## DATA LISTING
|---|
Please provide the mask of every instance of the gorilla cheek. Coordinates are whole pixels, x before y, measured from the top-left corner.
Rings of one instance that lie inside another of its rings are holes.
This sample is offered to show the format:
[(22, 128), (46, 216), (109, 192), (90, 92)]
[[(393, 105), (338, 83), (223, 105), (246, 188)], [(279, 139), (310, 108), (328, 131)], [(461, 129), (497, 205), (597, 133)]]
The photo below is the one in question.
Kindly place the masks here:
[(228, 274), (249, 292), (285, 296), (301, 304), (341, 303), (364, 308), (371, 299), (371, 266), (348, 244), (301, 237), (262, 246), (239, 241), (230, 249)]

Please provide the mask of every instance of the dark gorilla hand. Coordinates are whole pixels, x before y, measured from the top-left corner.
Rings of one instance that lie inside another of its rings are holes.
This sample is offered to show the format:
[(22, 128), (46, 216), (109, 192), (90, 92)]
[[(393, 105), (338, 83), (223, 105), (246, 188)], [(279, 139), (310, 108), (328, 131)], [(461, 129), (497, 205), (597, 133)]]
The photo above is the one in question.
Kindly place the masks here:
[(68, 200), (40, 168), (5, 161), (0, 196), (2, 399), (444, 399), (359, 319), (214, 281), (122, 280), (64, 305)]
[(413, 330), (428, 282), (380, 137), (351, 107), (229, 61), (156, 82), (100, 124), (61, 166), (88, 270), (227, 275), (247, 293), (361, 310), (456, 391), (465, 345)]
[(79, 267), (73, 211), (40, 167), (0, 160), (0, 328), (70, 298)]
|---|
## PROBLEM TO WORK ON
Restate the full listing word for word, leaving out nothing.

## TASK SOLUTION
Please provide the mask of every instance of the gorilla cheek. Coordinates are whole pixels, x before y, measured from the top-left corner.
Rings of one instance that lie inside another of its rings are holes.
This sample is offered to show the format:
[(22, 128), (46, 216), (109, 192), (90, 92)]
[[(393, 105), (338, 83), (223, 105), (246, 188)], [(279, 139), (310, 108), (328, 131)], [(461, 129), (497, 205), (597, 133)]]
The photo below is the one in question.
Kindly place the masks here:
[(228, 274), (249, 292), (285, 296), (301, 304), (341, 303), (364, 308), (371, 299), (371, 266), (348, 244), (301, 237), (262, 246), (239, 241), (230, 249)]

Please provide the mask of every instance of the dark gorilla hand. Coordinates are whole pixels, x before y, measured from the top-left corner.
Rings of one instance that lie inside another of its rings are holes.
This sample is offered to show the format:
[(22, 128), (46, 216), (109, 192), (90, 92)]
[[(393, 105), (338, 83), (223, 105), (246, 188)], [(279, 139), (310, 108), (328, 131)], [(461, 129), (497, 205), (597, 133)]]
The photo above is the one in question.
Kindly place the masks here:
[(68, 200), (40, 168), (5, 161), (0, 196), (2, 399), (444, 399), (359, 319), (214, 281), (122, 280), (64, 305)]
[(413, 330), (428, 282), (380, 137), (351, 107), (229, 61), (156, 82), (100, 124), (61, 166), (88, 270), (227, 275), (247, 293), (361, 310), (456, 391), (465, 345)]
[(79, 267), (73, 211), (40, 167), (0, 160), (0, 328), (70, 298)]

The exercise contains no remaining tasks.